Document
--- start ---
César Gelabert Piña (born 31 October 2000) is a Spanish footballer who plays as an attacking midfielder for CD Mirandés.

Club career
Born in Palencia, Castile and León, Gelabert joined Real Madrid's La Fábrica in 2015, from Hércules CF. He made his senior debut with the reserves on 25 February 2018 at the age of just 17, coming on as a late substitute in a 3–0 Segunda División B home win against Pontevedra CF.

Gelabert was definitely promoted to Castilla in June 2018, but suffered a knee injury which kept him sidelined for the most of the season. After subsequently overcoming another injury, he scored his first senior goal on 3 November 2019, netting Castilla's first in a 2–4 away loss against Sporting de Gijón B.

After attracting interest from several clubs across Europe during the 2020 summer, Gelabert opted to stay, but was unable to establish himself as a regular starter during the campaign. On 5 August 2021, he signed a two-year deal with Segunda División side CD Mirandés.

Gelabert made his professional debut on 16 August 2021, starting in a 0–0 away draw against Málaga CF.
--- end ---
What is required
Can you print, word for word, the part of the Gelabert profile that opens with the words containing "After attracting interest" and closes with "against Málaga CF."? The material that comes next has no connection to the Gelabert profile.

Available data
--- start ---
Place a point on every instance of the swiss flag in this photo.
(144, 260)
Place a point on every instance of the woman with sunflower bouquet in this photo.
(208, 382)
--- end ---
Output below
After attracting interest from several clubs across Europe during the 2020 summer, Gelabert opted to stay, but was unable to establish himself as a regular starter during the campaign. On 5 August 2021, he signed a two-year deal with Segunda División side CD Mirandés.

Gelabert made his professional debut on 16 August 2021, starting in a 0–0 away draw against Málaga CF.